(Pointing dataset records)

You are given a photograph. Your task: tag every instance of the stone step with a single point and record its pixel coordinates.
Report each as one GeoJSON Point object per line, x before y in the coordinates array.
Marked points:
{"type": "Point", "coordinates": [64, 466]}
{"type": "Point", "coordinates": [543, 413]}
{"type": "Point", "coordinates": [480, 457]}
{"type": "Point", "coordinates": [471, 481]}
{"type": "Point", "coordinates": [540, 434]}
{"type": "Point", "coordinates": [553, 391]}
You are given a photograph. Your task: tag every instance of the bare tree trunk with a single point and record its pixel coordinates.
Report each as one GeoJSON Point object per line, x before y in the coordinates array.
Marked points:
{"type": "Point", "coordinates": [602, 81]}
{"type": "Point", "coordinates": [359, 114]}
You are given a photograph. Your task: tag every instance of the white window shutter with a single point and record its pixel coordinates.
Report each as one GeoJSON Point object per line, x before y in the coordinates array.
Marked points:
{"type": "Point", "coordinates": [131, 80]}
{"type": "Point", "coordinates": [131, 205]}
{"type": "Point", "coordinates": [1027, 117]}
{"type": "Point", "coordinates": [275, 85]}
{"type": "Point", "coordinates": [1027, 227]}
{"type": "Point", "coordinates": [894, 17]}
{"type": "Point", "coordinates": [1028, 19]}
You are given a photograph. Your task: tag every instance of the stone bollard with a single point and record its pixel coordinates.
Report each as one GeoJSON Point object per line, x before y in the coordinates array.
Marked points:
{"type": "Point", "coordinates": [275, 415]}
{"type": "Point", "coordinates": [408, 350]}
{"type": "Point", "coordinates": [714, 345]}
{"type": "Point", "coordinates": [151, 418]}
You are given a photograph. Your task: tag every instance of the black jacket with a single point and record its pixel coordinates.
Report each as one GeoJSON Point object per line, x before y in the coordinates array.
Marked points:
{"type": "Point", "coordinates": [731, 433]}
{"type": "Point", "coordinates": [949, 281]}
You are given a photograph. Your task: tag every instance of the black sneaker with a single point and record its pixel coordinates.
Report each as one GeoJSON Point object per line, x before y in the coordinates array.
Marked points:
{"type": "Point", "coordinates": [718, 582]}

▸ Task details
Reproduce the data above in full, substituting "Annotated points" for every occurrence of "Marked points" and leaving everything else untouched.

▸ Solved problem
You are given a photograph. Your task: tag every instance of the stone step with a single point and record its pixel coordinates.
Report each as one GeoJSON Point object per line, x before y in the coordinates array.
Annotated points:
{"type": "Point", "coordinates": [64, 466]}
{"type": "Point", "coordinates": [543, 413]}
{"type": "Point", "coordinates": [480, 457]}
{"type": "Point", "coordinates": [471, 481]}
{"type": "Point", "coordinates": [540, 434]}
{"type": "Point", "coordinates": [553, 391]}
You are given a photograph. Your task: tag every instance of the bare tree trunk with a single point and record its pixel coordinates.
Report each as one GeoJSON Point object per line, x before y in the coordinates array.
Annotated points:
{"type": "Point", "coordinates": [602, 81]}
{"type": "Point", "coordinates": [359, 114]}
You are given a photograph. Your task: tag every instance of the white window shutter with a single point and record its pixel coordinates.
Report each as one GeoJSON Point object per line, x before y in the coordinates array.
Annotated points:
{"type": "Point", "coordinates": [131, 80]}
{"type": "Point", "coordinates": [131, 205]}
{"type": "Point", "coordinates": [1027, 117]}
{"type": "Point", "coordinates": [275, 85]}
{"type": "Point", "coordinates": [1027, 227]}
{"type": "Point", "coordinates": [894, 17]}
{"type": "Point", "coordinates": [1028, 19]}
You are given a photograph. Your task: tag every instance of the stone bollard with a single point and record its pixel coordinates.
Report each as one GeoJSON Point object per line, x before y in the coordinates array.
Annotated points:
{"type": "Point", "coordinates": [275, 415]}
{"type": "Point", "coordinates": [408, 350]}
{"type": "Point", "coordinates": [714, 345]}
{"type": "Point", "coordinates": [151, 418]}
You are given a photograph. Your task: tag every instance of the black jacket with a single point and record its pixel coordinates.
Report each as one GeoJSON Point object per line, x before y in the coordinates array.
Annotated points:
{"type": "Point", "coordinates": [731, 433]}
{"type": "Point", "coordinates": [949, 281]}
You are given a photograph. Your task: tag every instance of the black sneaker with a single point and record its pixel coordinates.
Report each as one GeoJSON Point object per line, x before y in the coordinates array.
Annotated points:
{"type": "Point", "coordinates": [718, 582]}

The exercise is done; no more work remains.